┌──
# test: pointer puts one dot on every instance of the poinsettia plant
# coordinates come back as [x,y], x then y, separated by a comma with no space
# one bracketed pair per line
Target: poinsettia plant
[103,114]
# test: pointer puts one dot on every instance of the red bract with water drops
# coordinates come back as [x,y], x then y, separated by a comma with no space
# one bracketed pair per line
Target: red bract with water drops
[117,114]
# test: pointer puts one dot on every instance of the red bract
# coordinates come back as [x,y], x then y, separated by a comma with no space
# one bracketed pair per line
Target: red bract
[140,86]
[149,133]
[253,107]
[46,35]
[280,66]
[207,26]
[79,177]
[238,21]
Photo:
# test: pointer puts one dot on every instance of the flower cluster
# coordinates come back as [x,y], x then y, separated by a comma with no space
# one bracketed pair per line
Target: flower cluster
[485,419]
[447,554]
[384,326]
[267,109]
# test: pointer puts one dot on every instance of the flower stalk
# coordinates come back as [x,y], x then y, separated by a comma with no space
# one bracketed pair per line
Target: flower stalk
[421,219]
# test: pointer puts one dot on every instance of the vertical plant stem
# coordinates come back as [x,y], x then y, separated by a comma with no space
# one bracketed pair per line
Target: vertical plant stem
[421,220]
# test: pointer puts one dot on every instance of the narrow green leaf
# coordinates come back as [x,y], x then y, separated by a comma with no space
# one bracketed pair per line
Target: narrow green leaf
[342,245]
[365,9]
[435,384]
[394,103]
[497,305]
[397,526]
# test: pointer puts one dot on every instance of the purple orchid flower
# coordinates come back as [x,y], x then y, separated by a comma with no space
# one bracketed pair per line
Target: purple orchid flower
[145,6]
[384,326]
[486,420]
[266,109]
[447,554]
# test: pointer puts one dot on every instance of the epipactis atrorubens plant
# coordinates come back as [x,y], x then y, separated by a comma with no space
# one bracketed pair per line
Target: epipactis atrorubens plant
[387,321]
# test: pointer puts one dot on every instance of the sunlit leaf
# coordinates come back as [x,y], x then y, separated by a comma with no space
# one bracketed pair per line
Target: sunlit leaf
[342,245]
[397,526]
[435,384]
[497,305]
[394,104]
└──
Print all of the entries above again, word for word, with nothing altered or left out.

# test: pointer puts one dot on every instance of the poinsettia plant
# coordinates come back as [x,y], x then y, separated by a comma with no space
# one bracketed pair per line
Target: poinsettia plant
[103,114]
# test: pointer puts one dot on every instance of the red bract with water drops
# coordinates come back as [x,y], x then y, separated by a comma with no space
# one bracketed pair per line
Target: red bract with water drops
[117,114]
# test: pointer puts one dot on every instance of the red bract
# coordinates come back as [x,y], x then y, separated by a comma with no space
# one bracketed pair per line
Target: red bract
[140,86]
[149,133]
[253,107]
[46,35]
[280,66]
[207,26]
[79,177]
[238,21]
Photo:
# test: pointer puts one dot on every instance of the flower cluster
# coordinates come back as [x,y], x then y, separated by a comma with no space
# one bracketed pair per line
Target: flower cluster
[485,419]
[447,554]
[384,326]
[267,109]
# test: pointer puts one dot on every instance of the flower stalk
# coordinates come back as [x,y], x then y, separated by a comma with no space
# one bracketed pair per line
Target: flower stalk
[421,219]
# test: pointer puts one dot on every instance of the vertical plant stem
# coordinates come back as [x,y], x then y, separated by a comma with no space
# one bracketed pair per line
Target: vertical plant stem
[421,220]
# test: pointer puts one dot on every instance of the narrow green leaf
# coordinates come back as [x,y], x then y, separated by a comma with no space
# one bracketed pair per line
Target: narrow green leaf
[342,245]
[365,9]
[435,384]
[394,103]
[497,305]
[397,526]
# test: pointer puts one dot on every instance of the purple orchid flower
# coordinates come back as [x,y], x then y, separated by a comma with no space
# one bracketed pair per line
Target: purple orchid flower
[145,6]
[384,326]
[486,420]
[266,109]
[447,554]
# test: pointer puts one dot on every instance of the epipactis atrorubens plant
# coordinates come back as [x,y], x then y, separated by a comma with no space
# one bracketed pair per line
Target: epipactis atrorubens plant
[387,321]
# test: pointer puts one dot on every instance of the sunlit leaf
# coordinates come back as [x,y], x then y, separated by a comma with no space
# one bracketed pair per line
Target: sunlit leaf
[342,245]
[397,526]
[435,384]
[497,305]
[394,104]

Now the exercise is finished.